_Quelltext_.
======

Amtsgericht Braunschweig
Beschl. v. 04.08.2006, Az.: 34 II 198/05
Bibliographie
- Gericht
- AG Braunschweig
- Datum
- 04.08.2006
- Aktenzeichen
- 34 II 198/05
- Entscheidungsform
- Beschluss
- Referenz
- WKRS 2006, 44913
- Entscheidungsname
- [keine Angabe]
- ECLI
- ECLI:DE:AGBRAUN:2006:0804.34II198.05.0A
Fundstelle
- ZMR 2007, 403-404 (Volltext mit amtl. LS)
Tenor:
- 1.
Der Antrag des Antragstellers vom 19.12.05 auf Entfernung des auf dem gemeinschaftlichen Grundstück in Vechelde errichteten Klettergerüsts nebst Kinderschaukel und Kinderrutsche, wird zurückgewiesen.
- 2.
Der Antragsteller trägt die Gerichtskosten; außergerichtliche Kosten werden nicht erstattet.

======

_Quelldaten_.
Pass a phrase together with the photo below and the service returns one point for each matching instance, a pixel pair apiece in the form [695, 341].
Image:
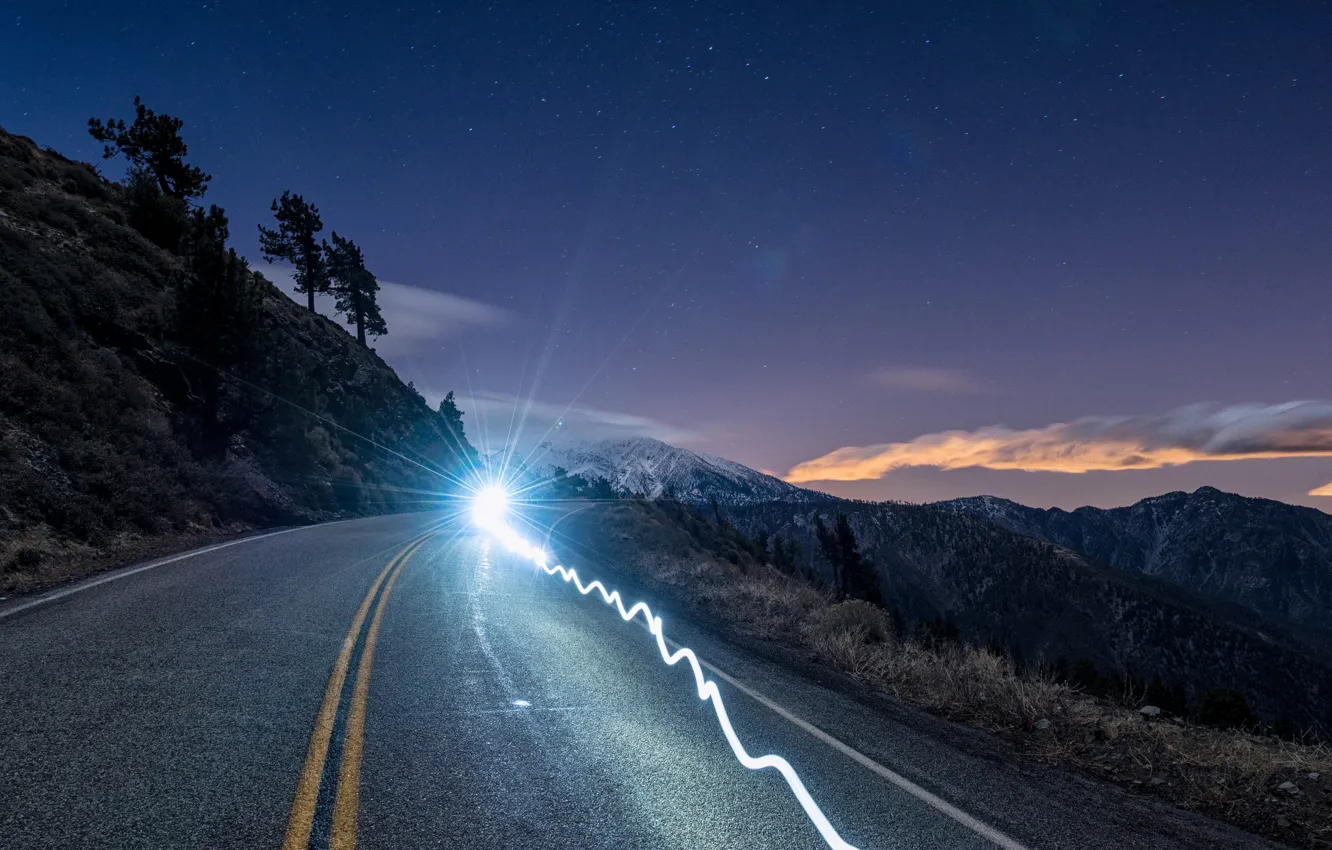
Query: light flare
[489, 514]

======

_Aufgaben_.
A: Wo wurde das Klettergerüst laut dem Beschluss errichtet?
B: Übersetze diesen Satz aus dem Beschluss ins Englische: „Der Antragsteller trägt die Gerichtskosten; außergerichtliche Kosten werden nicht erstattet.“
C: Führe den Beschluss im Anschluss an seinen letzten Satz weiter.
Die Daten stehen in keinem Zusammenhang mit dem Beschluss.

_Erwartete Ausgaben_.
A: Auf dem gemeinschaftlichen Grundstück in Vechelde.

B: The applicant shall bear the court costs; out-of-court costs will not be reimbursed.

C:
Gründe
I.
Der Antragsteller ist wie die Antragsgegner Eigentümer in der Gemeinschaft ... in 38159 Vechelde.
Am Gemeinschaftseigentum sind Sondernutzungsrechte nach § 4 Ziff. 2 der Teilungserklärung/Gemeinschaftsordnung vom 16.06.1998 bestellt worden. Die Sondernutzungsrechte bestehen an einzelnen Parzellen des gemeinschaftlichen Grundstücks. Die Antragsgegner halten das Sondernutzungsrecht an der mit Ziff. 3 in der Anlage zu Urkunden-Nr. 151/98 bezeichneten Fläche.
Die Antragsgegner errichteten am 29./30.10.05 auf dieser Sondernutzungsfläche ein Klettergerüst nebst Schaukel und Kinderrutsche. Das Gerüst hat in etwa eine Breite von etwa 5 m und mit Dach eine maximale Höhe von etwa 3,65 m.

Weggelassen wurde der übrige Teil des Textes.